__TASKS AND EXERCISES__.
**A)** In the May Day coverage from Buenos Aires, why does the union speaker say that workers in the grassroots economy can act as antibodies against the neoliberal model?
**B)** Write the next part of the May Day coverage from Buenos Aires, starting right after its final sentence.

__EXCERPT PROVIDED__.
------
This May 1, 2022, International Workers’ Day, Capire launches our first photo coverage. We walked along the same streets where thousands of women have marched in recent years for legal, safe, and free abortion, and where before that people had marched in struggle against free trade and debt, for regional integration, memory, truth, and justice, against repression and for democracy, workers’ rights, common goods, and people’s sovereignty. This May 1, we took part in the Workers’ March in Buenos Aires, Argentina, taking to streets that are marked by resistance as well as grassroots feminist victories.
We share below photos that show the radical character, the organization, and the major role played by women in labor union movements during the demonstration. We also publish stories by women activists who attended the rally, in which they talk about the challenges facing the labor world today and the tasks of feminism in social change. The demonstration closed the 3th Continental Assembly of ALBA Movements. We will continue to publish content from our coverage of the assembly throughout May.
We’ve had important advances in grassroots feminism. Understanding the diversity of women’s movements and the discussions around feminism is very important, as well as having a common understanding of what feminism is today in Latin America, and how necessary it is to have feminism as part of different struggles, across them. Only by building feminism we can build a just socialism. The struggles against capitalism and imperialism are necessarily the struggles against patriarchy.
Messilene da Silva, Landless Workers’ Movement (Movimento dos Trabalhadores Rurais Sem Terra—MST), Brazil.
We have been building the labor union movement for more than ten years with the Union of Workers of Grassroots Economy [Unión de Trabajadores y Trabajadoras de la Economía Popular—UTEP], this tool of class unity. The union movement in Argentina has a really strong history. On this journey of union movement-building, we have also matured the institutional limits of our democracy and our state in terms of integrating grassroots economies. Today, in 2022, we can say that the grassroots economy in the textile industry has exceeded the market economy in terms of production and income levels. Regarding institutions, we still do not enjoy the equal rights we aim to achieve. In the process of collective growth, we have found that we, as workers in grassroots economy, can be antibodies fighting the neoliberal model, because we can work without bosses.
------
Stored data entries
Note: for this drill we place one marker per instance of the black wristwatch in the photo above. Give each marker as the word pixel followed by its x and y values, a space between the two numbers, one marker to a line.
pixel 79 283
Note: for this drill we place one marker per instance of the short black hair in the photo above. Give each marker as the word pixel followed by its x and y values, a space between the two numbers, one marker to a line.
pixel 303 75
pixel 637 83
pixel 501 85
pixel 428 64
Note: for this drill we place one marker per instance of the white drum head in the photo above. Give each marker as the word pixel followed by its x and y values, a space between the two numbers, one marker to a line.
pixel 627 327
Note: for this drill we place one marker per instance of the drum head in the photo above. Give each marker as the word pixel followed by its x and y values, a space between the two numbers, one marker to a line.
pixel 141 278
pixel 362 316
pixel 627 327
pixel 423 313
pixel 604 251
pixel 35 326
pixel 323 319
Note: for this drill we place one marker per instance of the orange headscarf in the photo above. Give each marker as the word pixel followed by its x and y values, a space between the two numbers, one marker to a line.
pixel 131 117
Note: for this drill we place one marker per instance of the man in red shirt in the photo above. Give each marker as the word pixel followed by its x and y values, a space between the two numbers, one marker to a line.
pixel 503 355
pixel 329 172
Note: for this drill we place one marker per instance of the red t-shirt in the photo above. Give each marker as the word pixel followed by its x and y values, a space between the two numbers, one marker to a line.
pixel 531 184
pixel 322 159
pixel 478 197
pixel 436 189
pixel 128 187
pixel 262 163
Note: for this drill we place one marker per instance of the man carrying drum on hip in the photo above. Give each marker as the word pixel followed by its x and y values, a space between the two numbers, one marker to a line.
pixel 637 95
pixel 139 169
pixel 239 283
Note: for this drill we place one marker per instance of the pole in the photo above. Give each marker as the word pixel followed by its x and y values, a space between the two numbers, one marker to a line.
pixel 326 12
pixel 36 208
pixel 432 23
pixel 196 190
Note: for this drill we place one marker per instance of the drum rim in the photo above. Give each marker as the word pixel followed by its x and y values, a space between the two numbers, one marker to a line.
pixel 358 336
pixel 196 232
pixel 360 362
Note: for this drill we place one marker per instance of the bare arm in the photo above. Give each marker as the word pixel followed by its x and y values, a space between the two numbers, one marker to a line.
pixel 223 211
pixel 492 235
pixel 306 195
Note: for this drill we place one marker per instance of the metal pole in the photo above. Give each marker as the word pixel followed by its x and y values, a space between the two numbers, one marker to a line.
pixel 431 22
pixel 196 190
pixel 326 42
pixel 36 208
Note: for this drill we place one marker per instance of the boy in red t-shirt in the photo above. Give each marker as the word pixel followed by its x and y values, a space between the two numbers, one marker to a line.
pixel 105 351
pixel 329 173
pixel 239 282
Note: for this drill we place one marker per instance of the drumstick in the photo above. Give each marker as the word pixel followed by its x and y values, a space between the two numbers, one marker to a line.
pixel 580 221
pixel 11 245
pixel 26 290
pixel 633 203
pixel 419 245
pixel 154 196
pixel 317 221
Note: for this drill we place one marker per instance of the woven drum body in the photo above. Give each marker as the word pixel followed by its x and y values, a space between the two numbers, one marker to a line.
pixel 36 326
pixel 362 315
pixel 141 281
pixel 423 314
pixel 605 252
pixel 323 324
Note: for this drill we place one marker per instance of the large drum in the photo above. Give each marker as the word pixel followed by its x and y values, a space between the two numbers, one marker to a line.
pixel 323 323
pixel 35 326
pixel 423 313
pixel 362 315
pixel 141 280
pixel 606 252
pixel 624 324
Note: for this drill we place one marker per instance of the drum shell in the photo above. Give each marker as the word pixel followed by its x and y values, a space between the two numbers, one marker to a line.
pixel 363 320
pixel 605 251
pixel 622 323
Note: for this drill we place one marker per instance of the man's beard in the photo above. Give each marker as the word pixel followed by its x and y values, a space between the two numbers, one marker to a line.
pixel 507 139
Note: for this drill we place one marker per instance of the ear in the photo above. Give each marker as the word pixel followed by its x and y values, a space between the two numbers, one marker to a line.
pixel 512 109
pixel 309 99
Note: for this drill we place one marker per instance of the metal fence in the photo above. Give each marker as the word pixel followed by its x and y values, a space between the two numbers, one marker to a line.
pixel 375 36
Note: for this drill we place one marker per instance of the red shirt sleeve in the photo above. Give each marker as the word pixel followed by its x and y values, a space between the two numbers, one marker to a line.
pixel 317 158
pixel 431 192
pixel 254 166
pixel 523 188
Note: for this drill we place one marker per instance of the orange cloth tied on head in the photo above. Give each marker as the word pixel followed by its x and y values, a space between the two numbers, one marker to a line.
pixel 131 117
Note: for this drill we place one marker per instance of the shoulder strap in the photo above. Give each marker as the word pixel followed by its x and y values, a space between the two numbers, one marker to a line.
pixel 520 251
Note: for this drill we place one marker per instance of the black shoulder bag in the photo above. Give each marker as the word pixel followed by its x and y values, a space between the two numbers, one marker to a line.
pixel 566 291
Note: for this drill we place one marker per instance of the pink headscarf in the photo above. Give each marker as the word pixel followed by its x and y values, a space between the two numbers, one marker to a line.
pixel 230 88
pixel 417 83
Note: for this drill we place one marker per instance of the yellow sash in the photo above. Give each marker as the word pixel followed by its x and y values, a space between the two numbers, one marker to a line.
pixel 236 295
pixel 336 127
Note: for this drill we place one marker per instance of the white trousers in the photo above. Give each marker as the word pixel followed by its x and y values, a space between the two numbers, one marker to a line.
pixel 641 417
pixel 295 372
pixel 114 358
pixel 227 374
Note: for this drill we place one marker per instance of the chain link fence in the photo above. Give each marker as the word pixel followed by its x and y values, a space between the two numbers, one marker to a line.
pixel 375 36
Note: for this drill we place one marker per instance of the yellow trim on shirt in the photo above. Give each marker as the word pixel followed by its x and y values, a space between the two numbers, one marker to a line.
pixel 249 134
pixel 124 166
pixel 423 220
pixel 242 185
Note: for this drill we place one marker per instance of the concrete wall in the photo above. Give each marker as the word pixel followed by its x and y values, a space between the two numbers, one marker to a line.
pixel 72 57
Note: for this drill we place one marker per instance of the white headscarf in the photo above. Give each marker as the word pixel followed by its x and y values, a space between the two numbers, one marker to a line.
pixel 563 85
------
__RESULTS IN ORDER__.
**A)** The speaker says these workers can fight the neoliberal model because they can work without bosses.

**B)**
Patricia Cubria, Evita Movement, Argentina
This May 1, I believe we will make our voices heard and we will demand decent wages, which most of us do not get. We are feminists because we stand up for our rights as women in all its forms. When education first started, men were the ones in charge of it, but it was later delegated to women, because they saw the role [of care]… This activity then started to be delegated to women because education was seen as part of care activities in institutions, children would come to be cared for. But actually children come to educate themselves, to learn several things that are not just about mandatory care: we teachers are not mothers. Maybe we are outside office hours, but not in education institutions, where we teach like any other adult, any man or woman who performs this activity.
Adriana Aldrete, of the Federation of Community Kindergartens of La Matanza and National Childhood, Adolescence, and Family Collective (Colectivo Nacional de Niñez, Adolescencia y Familia—CONNAF).
We can also work, we struggle every day, side by side with men, we have the same responsibilities as men, even though they often are not recognized. We are a cooperative with groups of women working in construction, textile groups, confectionery, who produce crafts for fairs, and we are also militants. In the past, most people would only see men comrades in cooperatives. The cooperative has really brought women together. We have many girls who have suffered gender violence. I did too. But then we began to unite and seek resources and establish women’s groups.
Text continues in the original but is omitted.